Excerpted text:
ESX is looking for connection issues, ie. there is no link. Are you sure shutdown is removing the link? Check the switch for lights, etc. In some cases shutdown may not be removing the actual link just disabling traffic to the port.
Edward L. Haletky
VMware Communities User Moderator
Author of the book 'VMWare ESX Server in the Enterprise: Planning and Securing Virtualization Servers', Copyright 2008 Pearson Education.
Blue Gears and SearchVMware Pro Blogs -- Top Virtualization Security Links -- Virtualization Security Round Table Podcast
Between the 5 esx hosts, I have 20 NICS. I found this issue because I was testing failover on them and documenting which vmnics mapped to which switchport.
On 19 of the NICs, when I shutdown the switchport, VMWare will detect the shutdown state within a few seconds, and the other vmnic will take over (if the one I shutdown was the active one). I started troubleshooting what might be just a bad nic, but then...
When I turned one of the switches off and physically removed it from the blade chassis to see if it would clear the connectivity issue, I watched vmware. I saw 9 vmnics show link down state. The one nic that is in question still showed up. The 10 vmnics connected to the other swtich stayed up and each vswtich did show at least one good connection. So far so good, still looks like I have one bad NIC issue. However somehting occured that I did not expect. Some of the failover still did not occur on 2 hosts as expected even though it should have. 2 hosts full of vm's lost connectivity even though they detected the link down state on one of the nics. I could still get to the console on all of hosts and their sswitches are all configured like the vswtiches for the vm's.
I will continue to isolate and test.
FUEL TO FIRE!
I went into vswitch config and removed one vnic, it worked.
I removed that one, and added back the other, it worked.
BOTH vmnics worked by themselves.
I added both back, noticed that the vmnic in question now showed in a 'down' state!
After adding both, I popped in and shutdown each switchport in turn and failover works withing a few seconds and now shows the red 'x'.
Seems to work now. I continue to test. Doesnt leave me feeling confident long term if the system shows to be configured correctly but its not. hm.
Plan for now, remove and re-add all the vmnics in turn. Test by shutting down each port and then final test by removing switches one at a time. I need this to work as in a predictable fashion.
now issue had gone back to way it was. Im going to update to latest greatest software, if that not work, its got to be a nic issue. :|
nic will pass traffic if its the only active nic.
found this document, im going to give it a try. Concerns ESX and my Cisco switch for link state setup!
Hope this works.
I read through this one, its going to be helpful in figuring out how to determine if the uplink to the core switches is down, but isnt related to this. I can 'force' the nic to see a down link if I change something on it like from 1000 Full to Auto and save it. This causes it to recognize a link down and teaming works.

Request A: In the ESX NIC failover thread, what change does the poster make on the NIC to force it to see a down link?
Request B: Go on with the ESX NIC failover thread from the point where it ends.
The data after this thread comes from a separate source.

Entries shown:

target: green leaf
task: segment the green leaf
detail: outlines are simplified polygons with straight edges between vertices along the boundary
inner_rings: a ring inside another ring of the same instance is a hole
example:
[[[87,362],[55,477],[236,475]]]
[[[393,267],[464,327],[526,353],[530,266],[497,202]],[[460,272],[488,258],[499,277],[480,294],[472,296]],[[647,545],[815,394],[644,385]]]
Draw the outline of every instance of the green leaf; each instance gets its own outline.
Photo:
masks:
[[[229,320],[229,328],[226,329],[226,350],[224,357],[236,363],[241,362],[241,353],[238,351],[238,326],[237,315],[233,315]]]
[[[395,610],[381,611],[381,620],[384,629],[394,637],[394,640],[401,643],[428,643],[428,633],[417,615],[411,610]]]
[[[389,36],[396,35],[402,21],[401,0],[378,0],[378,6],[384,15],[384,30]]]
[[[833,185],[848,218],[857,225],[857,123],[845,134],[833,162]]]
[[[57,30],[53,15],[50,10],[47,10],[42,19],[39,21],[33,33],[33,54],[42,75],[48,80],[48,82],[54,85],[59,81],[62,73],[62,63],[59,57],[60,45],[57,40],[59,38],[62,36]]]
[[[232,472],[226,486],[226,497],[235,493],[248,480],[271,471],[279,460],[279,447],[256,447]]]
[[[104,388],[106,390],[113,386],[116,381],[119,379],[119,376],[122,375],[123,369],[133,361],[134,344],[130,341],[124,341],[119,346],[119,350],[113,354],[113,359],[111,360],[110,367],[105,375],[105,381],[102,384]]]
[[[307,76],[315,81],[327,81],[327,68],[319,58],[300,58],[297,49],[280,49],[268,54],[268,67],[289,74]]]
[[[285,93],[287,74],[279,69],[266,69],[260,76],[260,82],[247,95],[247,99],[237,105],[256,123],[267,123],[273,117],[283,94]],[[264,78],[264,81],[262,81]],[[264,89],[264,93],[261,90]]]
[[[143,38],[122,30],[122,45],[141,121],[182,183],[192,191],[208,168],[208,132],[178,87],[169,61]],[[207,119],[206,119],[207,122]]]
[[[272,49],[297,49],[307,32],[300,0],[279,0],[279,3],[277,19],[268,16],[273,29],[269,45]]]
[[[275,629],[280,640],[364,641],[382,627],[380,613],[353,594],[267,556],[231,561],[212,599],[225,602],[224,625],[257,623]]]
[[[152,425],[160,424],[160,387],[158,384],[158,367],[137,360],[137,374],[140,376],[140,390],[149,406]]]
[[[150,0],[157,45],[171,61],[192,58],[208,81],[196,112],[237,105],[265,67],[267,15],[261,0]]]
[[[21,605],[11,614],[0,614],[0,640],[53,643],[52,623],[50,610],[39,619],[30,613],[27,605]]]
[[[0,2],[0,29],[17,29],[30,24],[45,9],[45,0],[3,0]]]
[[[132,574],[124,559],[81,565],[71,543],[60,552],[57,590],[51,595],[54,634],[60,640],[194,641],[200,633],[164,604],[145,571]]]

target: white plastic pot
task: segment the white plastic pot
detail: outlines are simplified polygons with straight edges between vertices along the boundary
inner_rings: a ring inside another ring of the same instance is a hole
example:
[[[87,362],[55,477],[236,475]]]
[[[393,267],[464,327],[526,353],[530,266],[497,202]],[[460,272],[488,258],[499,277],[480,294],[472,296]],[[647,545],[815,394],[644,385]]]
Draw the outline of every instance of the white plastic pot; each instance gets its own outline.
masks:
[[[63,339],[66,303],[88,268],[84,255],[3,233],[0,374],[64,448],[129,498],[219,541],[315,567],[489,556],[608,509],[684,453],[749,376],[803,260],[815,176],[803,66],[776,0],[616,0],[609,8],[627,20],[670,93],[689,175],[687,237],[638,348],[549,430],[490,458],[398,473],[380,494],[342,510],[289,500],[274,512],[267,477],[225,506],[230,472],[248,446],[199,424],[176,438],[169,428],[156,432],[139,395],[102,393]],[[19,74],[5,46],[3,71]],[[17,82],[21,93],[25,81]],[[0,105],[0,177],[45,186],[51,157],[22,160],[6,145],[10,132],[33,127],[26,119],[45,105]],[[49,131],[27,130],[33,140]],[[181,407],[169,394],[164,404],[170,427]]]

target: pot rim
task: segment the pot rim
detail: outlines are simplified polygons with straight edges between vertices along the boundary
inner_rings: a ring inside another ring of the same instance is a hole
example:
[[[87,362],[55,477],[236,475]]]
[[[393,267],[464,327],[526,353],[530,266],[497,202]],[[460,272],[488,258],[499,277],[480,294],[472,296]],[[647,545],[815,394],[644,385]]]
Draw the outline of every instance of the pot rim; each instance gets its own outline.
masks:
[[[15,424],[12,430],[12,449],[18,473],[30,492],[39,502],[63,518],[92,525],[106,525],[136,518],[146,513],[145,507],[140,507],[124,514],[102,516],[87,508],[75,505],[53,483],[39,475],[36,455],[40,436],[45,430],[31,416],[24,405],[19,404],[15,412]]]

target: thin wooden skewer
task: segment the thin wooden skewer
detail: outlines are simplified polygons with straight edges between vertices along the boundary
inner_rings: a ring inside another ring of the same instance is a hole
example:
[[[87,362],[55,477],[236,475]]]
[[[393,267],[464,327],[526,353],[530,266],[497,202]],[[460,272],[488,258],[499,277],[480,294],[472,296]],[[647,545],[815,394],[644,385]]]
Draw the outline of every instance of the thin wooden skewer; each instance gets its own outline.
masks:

Final answer A: Changing a setting on it, such as from 1000 Full to Auto, and saving it.

Final answer B:
Narrowing a bit.
It appears that on more than one host the Broadcom BCM5715S GigE NIC is not detecting a down link until I make a setting change for it in vmware. For example, if I edit the vmnic and change from AUTO<-->1000Full (either way) the nic will detect the down condition and fail over. My internal BC NetXtreme II BCM5708 nic will properly detect the link state. The BCM5708 uses the bnx2 driver and the BCM5715 uses the tg3 driver.
This has to be some kind of driver issue...now im going back and looking at the hardware lists. Any way to try the bnx2 driver with this? They are both bcm57xx series nics.
Not sure if you really need to go through that process if you are using ciscos. VMware is CDP aware, and information can be found via cmd line, our using the GUI. The blog link below goes through cmd line. In gui, click on esx host -> Configuration tab -> networking and click on the bubble dialog box. That should show you port and vlan information obtained via CDP from the switch.
Linux / SAN / Virtualization
I had this same problem with my HP Blades and their broadcom mezzanine cards. After many hours with tech support we figured out that this patch fixed it: ESX350-200802401-BG.
Hope that helps!
IT Systems Engineer
tfskelley wins the cookie!
I had not ever ran into a situation that forced me to update our enviroment all year, so I had to force my self to sit down and get vum working and running updates resovled the problem. The update he mentioned looks surpassed by other patches now, but that one was the broadcom driver update patch. Works perfect now. Thanks.
Fyi, the doc hyperlink above is a useful doc on getting vmware to detect upstream switch uplink failure too, that will come in handy if the uplink to the core switch goes down.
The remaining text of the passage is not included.